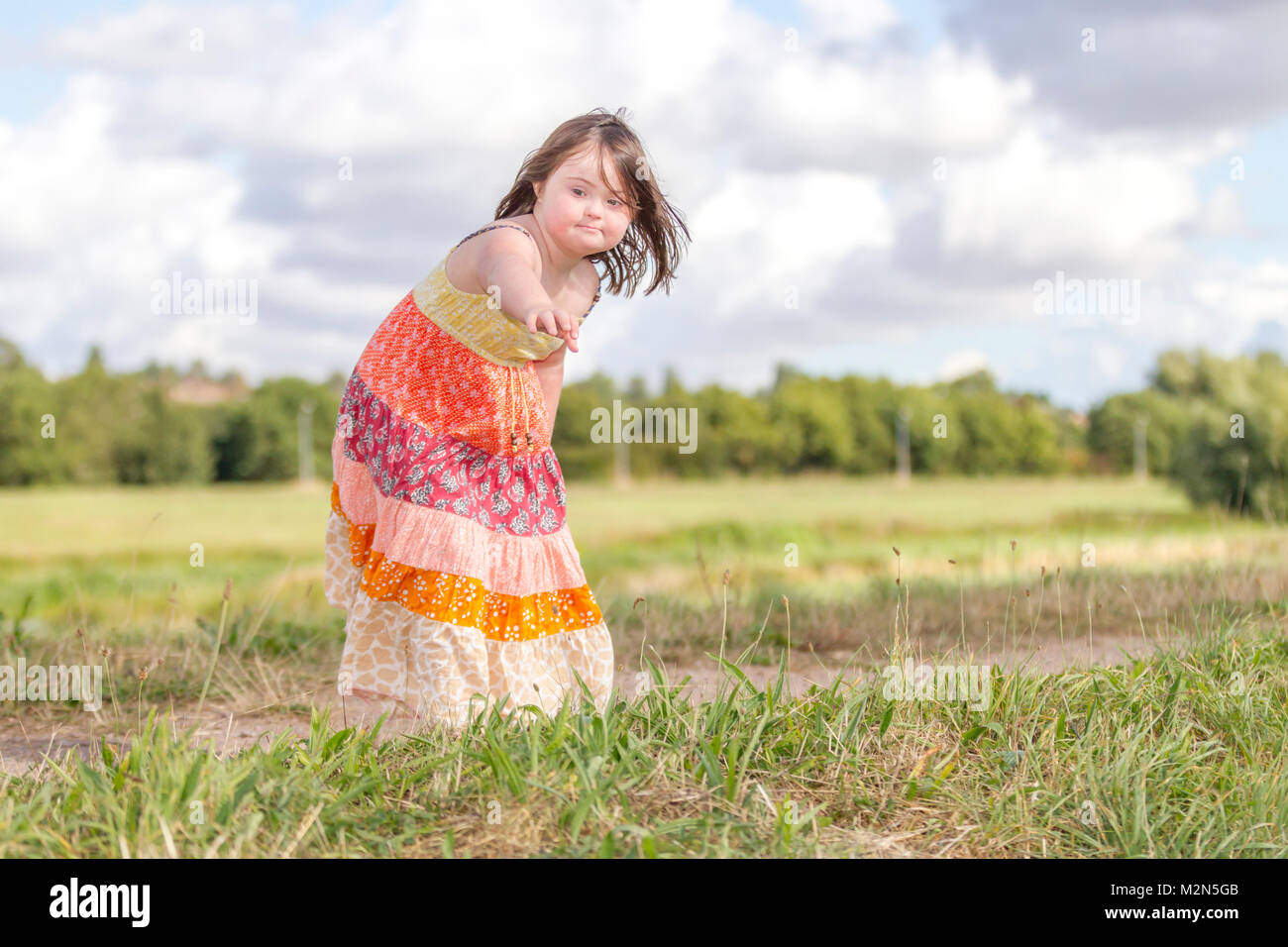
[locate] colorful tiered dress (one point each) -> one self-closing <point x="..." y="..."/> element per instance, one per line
<point x="446" y="541"/>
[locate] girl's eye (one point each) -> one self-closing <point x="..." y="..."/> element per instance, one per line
<point x="578" y="191"/>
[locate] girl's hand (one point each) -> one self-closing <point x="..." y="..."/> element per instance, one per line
<point x="554" y="322"/>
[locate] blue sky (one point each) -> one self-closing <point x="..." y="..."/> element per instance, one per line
<point x="128" y="158"/>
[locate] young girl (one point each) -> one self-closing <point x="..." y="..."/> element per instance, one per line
<point x="447" y="541"/>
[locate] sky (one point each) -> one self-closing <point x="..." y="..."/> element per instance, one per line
<point x="907" y="189"/>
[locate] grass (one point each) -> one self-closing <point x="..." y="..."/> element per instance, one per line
<point x="1179" y="754"/>
<point x="1175" y="753"/>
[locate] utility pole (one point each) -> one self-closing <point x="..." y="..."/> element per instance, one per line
<point x="305" y="419"/>
<point x="903" y="453"/>
<point x="1141" y="462"/>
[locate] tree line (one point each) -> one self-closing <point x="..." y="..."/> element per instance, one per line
<point x="1218" y="427"/>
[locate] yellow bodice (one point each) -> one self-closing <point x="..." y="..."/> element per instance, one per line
<point x="487" y="331"/>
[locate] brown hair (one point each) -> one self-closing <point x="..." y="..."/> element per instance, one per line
<point x="656" y="226"/>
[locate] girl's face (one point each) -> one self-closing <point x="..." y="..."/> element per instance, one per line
<point x="579" y="210"/>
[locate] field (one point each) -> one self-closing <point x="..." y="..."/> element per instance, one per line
<point x="1136" y="682"/>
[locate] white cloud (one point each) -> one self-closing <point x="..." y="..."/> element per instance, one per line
<point x="954" y="365"/>
<point x="806" y="169"/>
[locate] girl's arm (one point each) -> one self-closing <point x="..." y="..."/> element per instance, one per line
<point x="509" y="262"/>
<point x="550" y="375"/>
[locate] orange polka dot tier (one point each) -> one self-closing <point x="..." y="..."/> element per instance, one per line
<point x="446" y="540"/>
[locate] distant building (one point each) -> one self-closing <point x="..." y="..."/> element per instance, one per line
<point x="201" y="390"/>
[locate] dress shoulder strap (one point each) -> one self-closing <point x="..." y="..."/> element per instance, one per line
<point x="492" y="227"/>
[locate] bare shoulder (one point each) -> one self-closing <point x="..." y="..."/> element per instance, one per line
<point x="475" y="254"/>
<point x="589" y="279"/>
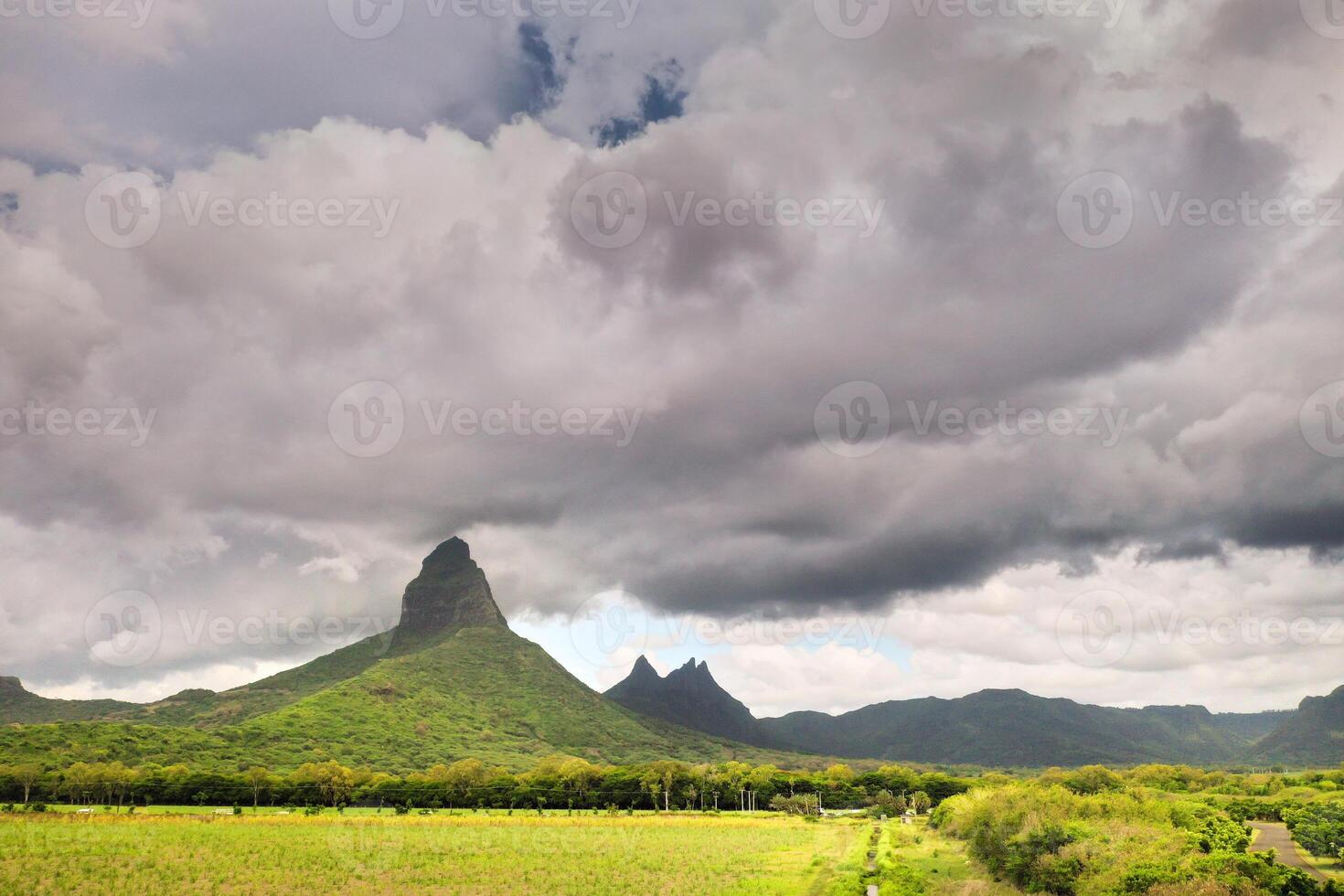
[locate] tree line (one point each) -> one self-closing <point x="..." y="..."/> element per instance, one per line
<point x="555" y="782"/>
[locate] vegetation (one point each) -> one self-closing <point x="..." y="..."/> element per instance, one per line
<point x="460" y="853"/>
<point x="484" y="693"/>
<point x="560" y="782"/>
<point x="1094" y="830"/>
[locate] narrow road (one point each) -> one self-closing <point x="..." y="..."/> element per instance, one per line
<point x="1275" y="836"/>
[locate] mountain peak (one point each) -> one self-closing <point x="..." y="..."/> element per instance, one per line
<point x="449" y="592"/>
<point x="687" y="696"/>
<point x="644" y="669"/>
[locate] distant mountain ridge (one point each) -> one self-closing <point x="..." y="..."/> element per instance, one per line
<point x="1004" y="729"/>
<point x="1315" y="733"/>
<point x="452" y="680"/>
<point x="687" y="693"/>
<point x="449" y="681"/>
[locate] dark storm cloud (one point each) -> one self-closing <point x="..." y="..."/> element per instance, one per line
<point x="968" y="293"/>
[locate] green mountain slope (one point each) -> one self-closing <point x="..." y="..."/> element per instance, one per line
<point x="17" y="704"/>
<point x="1014" y="729"/>
<point x="452" y="681"/>
<point x="687" y="696"/>
<point x="1313" y="735"/>
<point x="479" y="692"/>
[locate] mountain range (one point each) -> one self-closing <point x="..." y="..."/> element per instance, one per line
<point x="1000" y="729"/>
<point x="452" y="681"/>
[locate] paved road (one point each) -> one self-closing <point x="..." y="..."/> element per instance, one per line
<point x="1275" y="836"/>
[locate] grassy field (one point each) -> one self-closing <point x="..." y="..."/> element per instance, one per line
<point x="62" y="852"/>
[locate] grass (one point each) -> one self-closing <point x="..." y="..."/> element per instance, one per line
<point x="554" y="853"/>
<point x="910" y="860"/>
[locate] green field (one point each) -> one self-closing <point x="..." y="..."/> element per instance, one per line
<point x="555" y="853"/>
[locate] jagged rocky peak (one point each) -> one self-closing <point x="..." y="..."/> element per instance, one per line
<point x="449" y="592"/>
<point x="644" y="670"/>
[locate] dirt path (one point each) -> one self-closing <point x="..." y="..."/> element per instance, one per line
<point x="1275" y="836"/>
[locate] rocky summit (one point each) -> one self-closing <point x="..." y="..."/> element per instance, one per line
<point x="449" y="592"/>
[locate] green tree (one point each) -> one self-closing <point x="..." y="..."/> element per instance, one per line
<point x="258" y="779"/>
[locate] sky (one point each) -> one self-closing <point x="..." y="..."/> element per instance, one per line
<point x="864" y="348"/>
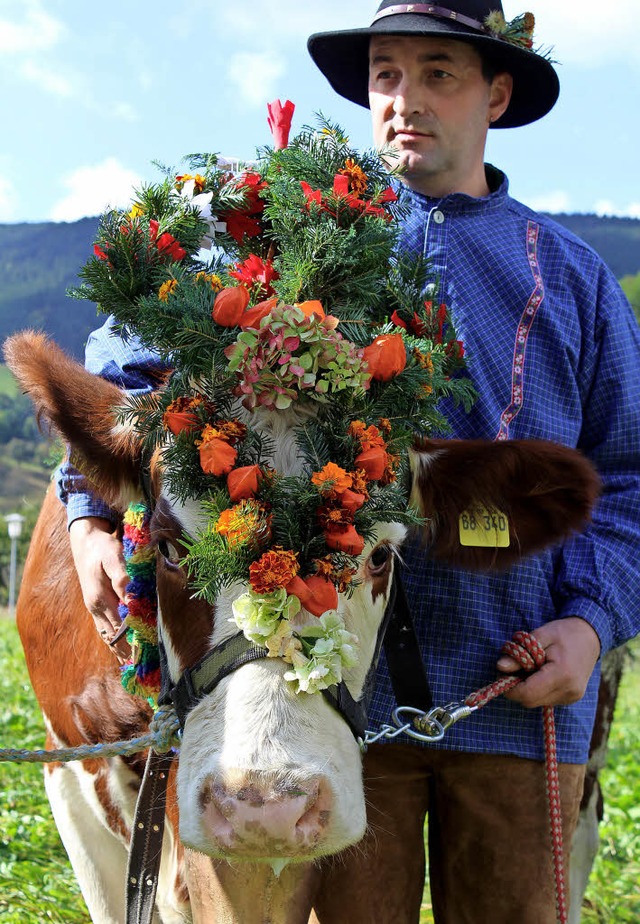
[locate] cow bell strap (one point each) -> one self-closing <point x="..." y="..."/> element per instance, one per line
<point x="143" y="868"/>
<point x="199" y="680"/>
<point x="404" y="659"/>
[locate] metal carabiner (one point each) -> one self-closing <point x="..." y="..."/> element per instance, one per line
<point x="431" y="726"/>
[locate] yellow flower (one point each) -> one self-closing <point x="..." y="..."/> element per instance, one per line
<point x="166" y="289"/>
<point x="356" y="175"/>
<point x="214" y="281"/>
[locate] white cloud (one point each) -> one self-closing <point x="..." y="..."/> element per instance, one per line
<point x="94" y="189"/>
<point x="7" y="199"/>
<point x="606" y="207"/>
<point x="27" y="27"/>
<point x="48" y="80"/>
<point x="587" y="33"/>
<point x="557" y="201"/>
<point x="255" y="75"/>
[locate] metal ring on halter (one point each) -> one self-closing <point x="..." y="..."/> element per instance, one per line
<point x="436" y="732"/>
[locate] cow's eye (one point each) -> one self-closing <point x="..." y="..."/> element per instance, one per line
<point x="379" y="559"/>
<point x="170" y="552"/>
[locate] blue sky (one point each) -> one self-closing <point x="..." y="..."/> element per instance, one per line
<point x="92" y="93"/>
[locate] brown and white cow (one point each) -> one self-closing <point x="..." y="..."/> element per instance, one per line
<point x="264" y="774"/>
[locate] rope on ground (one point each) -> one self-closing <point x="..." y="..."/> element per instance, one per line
<point x="162" y="736"/>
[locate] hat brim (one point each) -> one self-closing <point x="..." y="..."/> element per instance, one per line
<point x="343" y="58"/>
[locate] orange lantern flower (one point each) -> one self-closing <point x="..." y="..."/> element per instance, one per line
<point x="229" y="305"/>
<point x="349" y="541"/>
<point x="352" y="500"/>
<point x="316" y="593"/>
<point x="253" y="316"/>
<point x="386" y="357"/>
<point x="217" y="457"/>
<point x="373" y="461"/>
<point x="242" y="483"/>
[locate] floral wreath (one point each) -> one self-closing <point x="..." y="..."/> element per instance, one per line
<point x="302" y="300"/>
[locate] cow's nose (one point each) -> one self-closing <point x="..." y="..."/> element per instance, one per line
<point x="265" y="816"/>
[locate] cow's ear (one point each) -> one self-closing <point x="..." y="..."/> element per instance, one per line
<point x="82" y="408"/>
<point x="490" y="503"/>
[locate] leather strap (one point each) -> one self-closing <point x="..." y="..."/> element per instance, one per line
<point x="145" y="850"/>
<point x="404" y="659"/>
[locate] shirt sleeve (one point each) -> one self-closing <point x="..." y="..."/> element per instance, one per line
<point x="599" y="574"/>
<point x="131" y="366"/>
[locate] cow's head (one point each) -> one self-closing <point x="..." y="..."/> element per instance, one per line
<point x="264" y="771"/>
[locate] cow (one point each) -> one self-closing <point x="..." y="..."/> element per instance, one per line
<point x="268" y="781"/>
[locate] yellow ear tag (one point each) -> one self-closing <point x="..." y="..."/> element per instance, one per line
<point x="484" y="528"/>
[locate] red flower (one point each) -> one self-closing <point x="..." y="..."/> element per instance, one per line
<point x="348" y="541"/>
<point x="239" y="225"/>
<point x="386" y="357"/>
<point x="311" y="195"/>
<point x="229" y="305"/>
<point x="279" y="119"/>
<point x="316" y="593"/>
<point x="255" y="271"/>
<point x="99" y="252"/>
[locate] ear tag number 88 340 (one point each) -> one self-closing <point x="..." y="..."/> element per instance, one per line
<point x="484" y="528"/>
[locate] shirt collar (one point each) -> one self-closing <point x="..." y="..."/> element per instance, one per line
<point x="462" y="202"/>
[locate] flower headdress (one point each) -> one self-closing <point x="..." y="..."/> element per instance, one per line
<point x="303" y="303"/>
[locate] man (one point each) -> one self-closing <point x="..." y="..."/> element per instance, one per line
<point x="552" y="347"/>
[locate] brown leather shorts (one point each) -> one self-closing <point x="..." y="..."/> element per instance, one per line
<point x="490" y="859"/>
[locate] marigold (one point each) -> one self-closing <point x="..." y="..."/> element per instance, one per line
<point x="211" y="278"/>
<point x="166" y="289"/>
<point x="244" y="523"/>
<point x="332" y="479"/>
<point x="273" y="570"/>
<point x="355" y="174"/>
<point x="337" y="518"/>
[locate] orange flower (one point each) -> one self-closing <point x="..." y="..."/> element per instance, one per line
<point x="348" y="541"/>
<point x="180" y="415"/>
<point x="356" y="176"/>
<point x="360" y="482"/>
<point x="274" y="569"/>
<point x="229" y="305"/>
<point x="373" y="461"/>
<point x="217" y="457"/>
<point x="352" y="500"/>
<point x="166" y="289"/>
<point x="253" y="316"/>
<point x="316" y="593"/>
<point x="386" y="357"/>
<point x="332" y="479"/>
<point x="242" y="483"/>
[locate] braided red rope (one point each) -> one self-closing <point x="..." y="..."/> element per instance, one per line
<point x="529" y="654"/>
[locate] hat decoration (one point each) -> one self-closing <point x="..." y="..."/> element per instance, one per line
<point x="301" y="308"/>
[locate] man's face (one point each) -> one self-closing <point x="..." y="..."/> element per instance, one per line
<point x="431" y="103"/>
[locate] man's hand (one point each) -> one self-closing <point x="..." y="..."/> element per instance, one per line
<point x="572" y="648"/>
<point x="97" y="554"/>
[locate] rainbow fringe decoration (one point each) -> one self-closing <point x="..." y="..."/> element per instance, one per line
<point x="141" y="675"/>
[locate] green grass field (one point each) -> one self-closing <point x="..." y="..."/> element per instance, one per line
<point x="37" y="885"/>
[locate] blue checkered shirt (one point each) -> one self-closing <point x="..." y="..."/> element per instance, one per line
<point x="552" y="347"/>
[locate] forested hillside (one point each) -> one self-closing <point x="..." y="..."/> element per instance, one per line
<point x="39" y="262"/>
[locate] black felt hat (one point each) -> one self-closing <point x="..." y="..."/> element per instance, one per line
<point x="343" y="57"/>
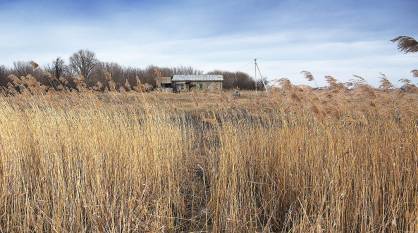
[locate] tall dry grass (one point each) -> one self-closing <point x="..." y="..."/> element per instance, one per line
<point x="292" y="161"/>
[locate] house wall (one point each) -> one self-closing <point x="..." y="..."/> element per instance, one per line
<point x="211" y="86"/>
<point x="197" y="86"/>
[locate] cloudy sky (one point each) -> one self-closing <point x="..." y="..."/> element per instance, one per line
<point x="326" y="37"/>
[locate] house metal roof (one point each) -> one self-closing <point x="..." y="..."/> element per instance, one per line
<point x="199" y="77"/>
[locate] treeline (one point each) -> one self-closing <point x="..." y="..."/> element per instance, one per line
<point x="85" y="72"/>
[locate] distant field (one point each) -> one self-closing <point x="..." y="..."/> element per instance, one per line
<point x="292" y="159"/>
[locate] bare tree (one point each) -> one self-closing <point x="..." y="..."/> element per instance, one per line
<point x="58" y="67"/>
<point x="83" y="63"/>
<point x="406" y="44"/>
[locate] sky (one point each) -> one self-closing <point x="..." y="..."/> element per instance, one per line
<point x="325" y="37"/>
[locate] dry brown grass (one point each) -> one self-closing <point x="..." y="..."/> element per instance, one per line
<point x="297" y="160"/>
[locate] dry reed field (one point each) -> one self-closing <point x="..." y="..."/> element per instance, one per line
<point x="295" y="160"/>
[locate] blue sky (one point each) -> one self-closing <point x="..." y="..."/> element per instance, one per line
<point x="326" y="37"/>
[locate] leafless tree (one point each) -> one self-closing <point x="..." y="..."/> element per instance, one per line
<point x="83" y="63"/>
<point x="406" y="44"/>
<point x="59" y="67"/>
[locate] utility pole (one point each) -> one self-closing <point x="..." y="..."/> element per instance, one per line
<point x="255" y="74"/>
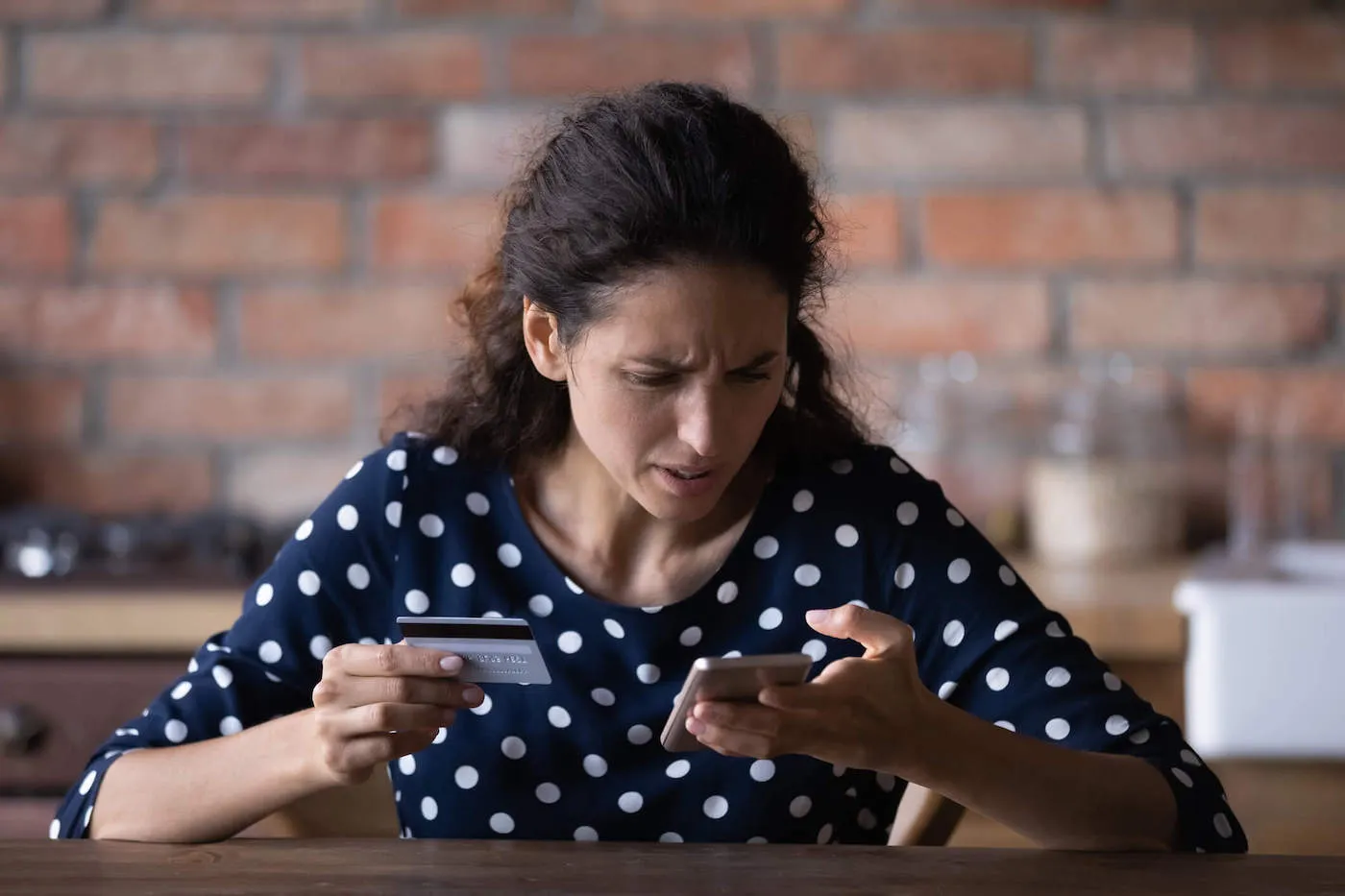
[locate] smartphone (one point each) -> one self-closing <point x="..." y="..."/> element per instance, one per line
<point x="735" y="680"/>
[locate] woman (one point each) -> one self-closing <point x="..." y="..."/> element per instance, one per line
<point x="645" y="456"/>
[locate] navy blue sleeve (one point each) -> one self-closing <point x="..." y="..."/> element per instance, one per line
<point x="323" y="588"/>
<point x="986" y="644"/>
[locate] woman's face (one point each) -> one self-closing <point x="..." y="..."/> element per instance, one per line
<point x="672" y="390"/>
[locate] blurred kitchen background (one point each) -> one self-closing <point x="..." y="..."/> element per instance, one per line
<point x="1092" y="278"/>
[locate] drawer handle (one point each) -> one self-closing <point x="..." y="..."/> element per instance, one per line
<point x="22" y="731"/>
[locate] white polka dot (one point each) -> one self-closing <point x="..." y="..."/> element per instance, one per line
<point x="716" y="808"/>
<point x="319" y="646"/>
<point x="1058" y="677"/>
<point x="958" y="570"/>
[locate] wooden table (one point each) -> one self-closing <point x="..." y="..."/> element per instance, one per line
<point x="500" y="866"/>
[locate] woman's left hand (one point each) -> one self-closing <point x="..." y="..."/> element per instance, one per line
<point x="861" y="712"/>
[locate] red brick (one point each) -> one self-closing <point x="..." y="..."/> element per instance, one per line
<point x="1098" y="57"/>
<point x="36" y="234"/>
<point x="150" y="69"/>
<point x="31" y="11"/>
<point x="349" y="323"/>
<point x="77" y="151"/>
<point x="721" y="10"/>
<point x="253" y="11"/>
<point x="1263" y="225"/>
<point x="1315" y="395"/>
<point x="417" y="231"/>
<point x="1301" y="54"/>
<point x="965" y="143"/>
<point x="40" y="408"/>
<point x="1051" y="228"/>
<point x="1199" y="315"/>
<point x="219" y="234"/>
<point x="903" y="316"/>
<point x="868" y="228"/>
<point x="330" y="150"/>
<point x="111" y="482"/>
<point x="558" y="64"/>
<point x="1227" y="137"/>
<point x="396" y="66"/>
<point x="950" y="61"/>
<point x="225" y="409"/>
<point x="97" y="323"/>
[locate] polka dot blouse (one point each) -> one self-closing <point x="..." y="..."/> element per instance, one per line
<point x="413" y="529"/>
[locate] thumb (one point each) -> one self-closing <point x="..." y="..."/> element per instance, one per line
<point x="878" y="633"/>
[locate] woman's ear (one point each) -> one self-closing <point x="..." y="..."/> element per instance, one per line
<point x="542" y="339"/>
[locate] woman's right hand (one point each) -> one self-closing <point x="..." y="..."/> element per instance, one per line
<point x="380" y="701"/>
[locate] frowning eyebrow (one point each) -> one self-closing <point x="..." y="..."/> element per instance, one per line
<point x="672" y="366"/>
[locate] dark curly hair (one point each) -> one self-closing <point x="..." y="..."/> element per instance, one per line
<point x="662" y="174"/>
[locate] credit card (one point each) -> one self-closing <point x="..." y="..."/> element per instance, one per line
<point x="493" y="650"/>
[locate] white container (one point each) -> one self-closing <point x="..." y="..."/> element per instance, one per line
<point x="1266" y="653"/>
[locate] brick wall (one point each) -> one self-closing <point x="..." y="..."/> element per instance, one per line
<point x="229" y="229"/>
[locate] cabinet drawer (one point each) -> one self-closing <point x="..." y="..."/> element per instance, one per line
<point x="76" y="704"/>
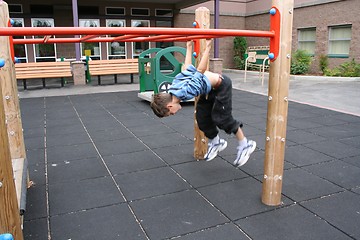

*Assigned task*. Leave out the pictures, and retype exactly the lines from the one containing "[locate] cabinet drawer" through the last line of the data above, no more and no less.

*Exercise response*.
[locate] cabinet drawer (one point each) -> one self-closing <point x="..." y="..."/> element per instance, one per line
<point x="76" y="704"/>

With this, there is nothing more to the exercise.